EXERCISE => Answer with one number only, the count of lines in the material below that hold "target".

GIVEN RECORDS =>
--- START ---
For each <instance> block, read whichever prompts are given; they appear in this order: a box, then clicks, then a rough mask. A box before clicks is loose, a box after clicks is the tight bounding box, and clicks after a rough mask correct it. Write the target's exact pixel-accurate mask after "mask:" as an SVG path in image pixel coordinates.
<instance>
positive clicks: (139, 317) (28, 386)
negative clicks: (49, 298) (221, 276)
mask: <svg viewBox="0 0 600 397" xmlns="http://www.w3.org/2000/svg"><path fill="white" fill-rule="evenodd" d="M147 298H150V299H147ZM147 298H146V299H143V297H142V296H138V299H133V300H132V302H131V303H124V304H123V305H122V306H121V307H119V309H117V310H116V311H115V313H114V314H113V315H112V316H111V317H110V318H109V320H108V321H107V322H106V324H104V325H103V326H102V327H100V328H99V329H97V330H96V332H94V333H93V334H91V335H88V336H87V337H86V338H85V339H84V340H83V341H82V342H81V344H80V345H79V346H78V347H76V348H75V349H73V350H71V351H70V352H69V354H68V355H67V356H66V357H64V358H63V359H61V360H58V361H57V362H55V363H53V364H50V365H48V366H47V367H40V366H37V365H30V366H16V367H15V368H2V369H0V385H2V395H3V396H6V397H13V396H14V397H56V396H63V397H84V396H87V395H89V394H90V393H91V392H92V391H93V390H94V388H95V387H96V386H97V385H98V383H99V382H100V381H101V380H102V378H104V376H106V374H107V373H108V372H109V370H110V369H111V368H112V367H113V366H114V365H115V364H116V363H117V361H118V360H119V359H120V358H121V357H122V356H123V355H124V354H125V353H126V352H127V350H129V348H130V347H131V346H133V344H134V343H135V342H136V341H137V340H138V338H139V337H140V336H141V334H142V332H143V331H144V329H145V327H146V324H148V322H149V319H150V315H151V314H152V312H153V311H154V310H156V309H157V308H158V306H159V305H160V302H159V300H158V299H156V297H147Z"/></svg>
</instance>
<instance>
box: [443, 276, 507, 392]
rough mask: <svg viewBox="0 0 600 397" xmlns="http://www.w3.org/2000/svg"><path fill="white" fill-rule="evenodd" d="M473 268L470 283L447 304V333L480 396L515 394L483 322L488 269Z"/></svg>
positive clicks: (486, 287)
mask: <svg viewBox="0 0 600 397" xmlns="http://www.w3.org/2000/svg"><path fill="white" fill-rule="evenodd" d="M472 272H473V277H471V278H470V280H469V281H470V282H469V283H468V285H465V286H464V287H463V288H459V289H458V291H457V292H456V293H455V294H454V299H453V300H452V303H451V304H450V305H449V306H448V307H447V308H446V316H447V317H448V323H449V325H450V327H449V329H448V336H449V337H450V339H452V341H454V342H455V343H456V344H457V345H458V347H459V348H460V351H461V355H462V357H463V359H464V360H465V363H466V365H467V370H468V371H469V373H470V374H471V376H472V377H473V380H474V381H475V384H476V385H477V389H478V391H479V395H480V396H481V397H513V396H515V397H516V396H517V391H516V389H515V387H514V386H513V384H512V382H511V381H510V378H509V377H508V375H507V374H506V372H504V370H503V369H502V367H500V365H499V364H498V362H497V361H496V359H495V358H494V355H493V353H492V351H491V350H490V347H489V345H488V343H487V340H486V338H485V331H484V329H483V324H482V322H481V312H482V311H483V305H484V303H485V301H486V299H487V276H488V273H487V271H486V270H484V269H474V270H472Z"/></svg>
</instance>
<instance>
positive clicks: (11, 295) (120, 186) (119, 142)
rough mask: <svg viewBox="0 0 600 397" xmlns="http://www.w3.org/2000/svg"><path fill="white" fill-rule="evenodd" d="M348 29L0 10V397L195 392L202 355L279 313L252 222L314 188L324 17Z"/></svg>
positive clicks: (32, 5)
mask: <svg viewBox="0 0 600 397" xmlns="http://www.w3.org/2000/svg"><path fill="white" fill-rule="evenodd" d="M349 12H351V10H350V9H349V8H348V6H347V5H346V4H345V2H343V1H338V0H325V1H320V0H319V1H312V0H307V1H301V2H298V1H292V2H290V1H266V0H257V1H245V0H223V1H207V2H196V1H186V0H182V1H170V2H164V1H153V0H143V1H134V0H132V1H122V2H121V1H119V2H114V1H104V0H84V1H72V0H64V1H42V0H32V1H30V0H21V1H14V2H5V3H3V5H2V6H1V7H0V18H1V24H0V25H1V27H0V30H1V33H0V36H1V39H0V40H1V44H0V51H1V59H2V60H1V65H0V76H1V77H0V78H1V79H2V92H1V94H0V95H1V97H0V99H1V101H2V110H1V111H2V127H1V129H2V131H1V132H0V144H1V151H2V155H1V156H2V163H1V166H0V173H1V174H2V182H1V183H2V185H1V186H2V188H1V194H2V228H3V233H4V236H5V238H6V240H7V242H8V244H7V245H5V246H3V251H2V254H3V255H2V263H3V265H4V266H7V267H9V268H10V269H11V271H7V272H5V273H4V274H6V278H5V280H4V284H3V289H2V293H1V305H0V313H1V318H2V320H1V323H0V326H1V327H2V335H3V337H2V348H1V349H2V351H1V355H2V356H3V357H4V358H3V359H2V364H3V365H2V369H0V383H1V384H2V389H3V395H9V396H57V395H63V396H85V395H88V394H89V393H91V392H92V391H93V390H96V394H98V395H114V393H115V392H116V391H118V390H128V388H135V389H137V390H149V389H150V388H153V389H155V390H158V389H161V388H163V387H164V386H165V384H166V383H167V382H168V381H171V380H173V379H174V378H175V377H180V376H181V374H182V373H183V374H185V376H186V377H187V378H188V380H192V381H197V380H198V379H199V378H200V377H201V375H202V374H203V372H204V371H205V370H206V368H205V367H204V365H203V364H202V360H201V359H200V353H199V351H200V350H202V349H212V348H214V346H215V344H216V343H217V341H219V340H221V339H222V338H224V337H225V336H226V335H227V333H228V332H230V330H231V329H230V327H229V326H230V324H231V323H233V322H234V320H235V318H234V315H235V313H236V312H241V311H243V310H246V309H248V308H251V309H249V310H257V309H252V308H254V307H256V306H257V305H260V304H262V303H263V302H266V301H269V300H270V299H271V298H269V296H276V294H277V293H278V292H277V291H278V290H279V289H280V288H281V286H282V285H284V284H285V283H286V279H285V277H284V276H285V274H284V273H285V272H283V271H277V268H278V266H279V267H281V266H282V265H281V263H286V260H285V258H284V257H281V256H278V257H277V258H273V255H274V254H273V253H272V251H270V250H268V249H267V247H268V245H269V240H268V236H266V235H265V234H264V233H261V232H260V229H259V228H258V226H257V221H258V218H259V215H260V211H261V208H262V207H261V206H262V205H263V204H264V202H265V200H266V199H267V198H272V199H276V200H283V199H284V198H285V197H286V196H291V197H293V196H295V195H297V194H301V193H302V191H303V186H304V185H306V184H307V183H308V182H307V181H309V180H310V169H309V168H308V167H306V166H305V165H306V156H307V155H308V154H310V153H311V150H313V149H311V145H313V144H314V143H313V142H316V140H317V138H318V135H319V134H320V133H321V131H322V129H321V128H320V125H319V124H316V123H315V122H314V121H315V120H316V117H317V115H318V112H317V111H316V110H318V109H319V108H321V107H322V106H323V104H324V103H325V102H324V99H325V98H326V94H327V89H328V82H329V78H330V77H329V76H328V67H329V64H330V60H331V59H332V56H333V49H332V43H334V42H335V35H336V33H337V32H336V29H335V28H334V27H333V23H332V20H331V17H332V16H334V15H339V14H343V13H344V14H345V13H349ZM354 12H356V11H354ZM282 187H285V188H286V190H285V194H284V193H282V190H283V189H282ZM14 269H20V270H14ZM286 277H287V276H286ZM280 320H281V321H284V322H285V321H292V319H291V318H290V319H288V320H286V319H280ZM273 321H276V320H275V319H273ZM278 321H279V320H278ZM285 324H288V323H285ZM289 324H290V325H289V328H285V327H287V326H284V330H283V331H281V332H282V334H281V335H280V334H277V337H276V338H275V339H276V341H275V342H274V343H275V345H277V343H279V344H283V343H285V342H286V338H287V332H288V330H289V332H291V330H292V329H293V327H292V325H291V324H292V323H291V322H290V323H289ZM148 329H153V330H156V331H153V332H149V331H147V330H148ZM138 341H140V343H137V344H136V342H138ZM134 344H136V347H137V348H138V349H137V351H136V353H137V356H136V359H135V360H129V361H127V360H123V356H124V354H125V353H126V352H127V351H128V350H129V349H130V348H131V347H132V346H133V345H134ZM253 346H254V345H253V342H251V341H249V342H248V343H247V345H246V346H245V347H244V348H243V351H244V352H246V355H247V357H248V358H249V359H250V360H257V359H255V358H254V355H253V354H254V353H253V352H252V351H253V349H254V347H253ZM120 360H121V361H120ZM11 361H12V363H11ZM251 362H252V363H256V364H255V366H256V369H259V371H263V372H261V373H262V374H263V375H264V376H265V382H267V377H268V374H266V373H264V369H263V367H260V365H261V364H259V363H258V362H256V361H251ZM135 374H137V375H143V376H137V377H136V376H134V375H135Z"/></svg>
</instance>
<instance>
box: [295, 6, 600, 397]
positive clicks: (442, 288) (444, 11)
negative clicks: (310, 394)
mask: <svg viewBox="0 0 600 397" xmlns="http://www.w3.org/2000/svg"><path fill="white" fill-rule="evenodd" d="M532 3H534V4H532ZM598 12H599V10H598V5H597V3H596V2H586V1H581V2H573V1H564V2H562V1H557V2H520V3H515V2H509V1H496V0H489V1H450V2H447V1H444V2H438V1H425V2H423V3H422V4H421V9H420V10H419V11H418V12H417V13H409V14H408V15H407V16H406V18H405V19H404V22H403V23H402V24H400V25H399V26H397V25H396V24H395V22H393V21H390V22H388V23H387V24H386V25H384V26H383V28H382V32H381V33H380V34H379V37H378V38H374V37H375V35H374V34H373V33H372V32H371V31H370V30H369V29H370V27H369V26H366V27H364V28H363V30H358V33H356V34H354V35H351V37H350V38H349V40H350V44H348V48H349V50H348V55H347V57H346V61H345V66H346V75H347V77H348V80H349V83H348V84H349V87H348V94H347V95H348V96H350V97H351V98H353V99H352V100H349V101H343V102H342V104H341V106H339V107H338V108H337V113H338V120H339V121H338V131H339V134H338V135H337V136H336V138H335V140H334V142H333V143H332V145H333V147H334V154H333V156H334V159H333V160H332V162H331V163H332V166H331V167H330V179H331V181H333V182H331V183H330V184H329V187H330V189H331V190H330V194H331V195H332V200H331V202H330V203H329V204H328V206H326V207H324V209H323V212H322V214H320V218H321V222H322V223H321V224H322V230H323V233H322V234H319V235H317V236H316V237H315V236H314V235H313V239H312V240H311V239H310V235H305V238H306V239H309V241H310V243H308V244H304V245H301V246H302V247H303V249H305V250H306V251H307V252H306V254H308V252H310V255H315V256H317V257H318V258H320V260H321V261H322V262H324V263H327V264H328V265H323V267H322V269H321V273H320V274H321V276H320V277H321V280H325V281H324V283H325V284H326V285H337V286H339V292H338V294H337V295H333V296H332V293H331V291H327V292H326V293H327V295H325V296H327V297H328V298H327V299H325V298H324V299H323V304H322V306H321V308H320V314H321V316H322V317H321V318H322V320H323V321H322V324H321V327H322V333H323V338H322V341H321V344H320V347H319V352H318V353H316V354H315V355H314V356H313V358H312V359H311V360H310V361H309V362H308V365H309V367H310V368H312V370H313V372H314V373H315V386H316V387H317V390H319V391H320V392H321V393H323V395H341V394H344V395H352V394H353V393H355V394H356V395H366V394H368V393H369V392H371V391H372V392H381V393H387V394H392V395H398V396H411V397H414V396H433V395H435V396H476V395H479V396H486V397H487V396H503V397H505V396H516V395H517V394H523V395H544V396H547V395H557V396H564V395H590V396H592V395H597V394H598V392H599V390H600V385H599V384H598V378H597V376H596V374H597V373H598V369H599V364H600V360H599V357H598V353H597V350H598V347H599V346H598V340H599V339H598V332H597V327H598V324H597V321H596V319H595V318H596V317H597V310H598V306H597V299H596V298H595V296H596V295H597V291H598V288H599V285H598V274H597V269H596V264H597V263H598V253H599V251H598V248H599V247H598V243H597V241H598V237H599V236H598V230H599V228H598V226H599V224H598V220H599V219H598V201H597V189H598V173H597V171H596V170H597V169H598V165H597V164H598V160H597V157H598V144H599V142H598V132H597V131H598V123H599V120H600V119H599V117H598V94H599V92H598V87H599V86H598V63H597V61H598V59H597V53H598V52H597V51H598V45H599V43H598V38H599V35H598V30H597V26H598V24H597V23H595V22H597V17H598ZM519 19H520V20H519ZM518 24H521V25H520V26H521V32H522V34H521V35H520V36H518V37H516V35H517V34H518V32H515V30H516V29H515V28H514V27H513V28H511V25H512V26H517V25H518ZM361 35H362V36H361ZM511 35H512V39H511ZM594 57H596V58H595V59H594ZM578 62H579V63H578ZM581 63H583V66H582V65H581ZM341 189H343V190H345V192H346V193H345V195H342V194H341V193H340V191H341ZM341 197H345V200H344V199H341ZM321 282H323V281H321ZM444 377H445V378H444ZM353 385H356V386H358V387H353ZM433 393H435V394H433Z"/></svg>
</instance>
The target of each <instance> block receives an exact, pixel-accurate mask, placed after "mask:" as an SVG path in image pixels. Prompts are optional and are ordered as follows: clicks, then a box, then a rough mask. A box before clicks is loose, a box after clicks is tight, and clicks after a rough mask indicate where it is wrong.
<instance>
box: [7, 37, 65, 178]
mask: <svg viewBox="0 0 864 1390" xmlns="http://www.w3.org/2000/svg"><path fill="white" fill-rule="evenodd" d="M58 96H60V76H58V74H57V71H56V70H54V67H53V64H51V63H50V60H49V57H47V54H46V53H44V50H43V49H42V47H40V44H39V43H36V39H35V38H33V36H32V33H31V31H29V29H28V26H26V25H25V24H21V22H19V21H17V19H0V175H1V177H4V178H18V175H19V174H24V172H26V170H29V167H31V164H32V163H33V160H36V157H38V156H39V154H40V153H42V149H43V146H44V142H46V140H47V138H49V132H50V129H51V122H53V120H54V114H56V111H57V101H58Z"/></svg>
--- END ---
SOLUTION TO THIS TASK => 2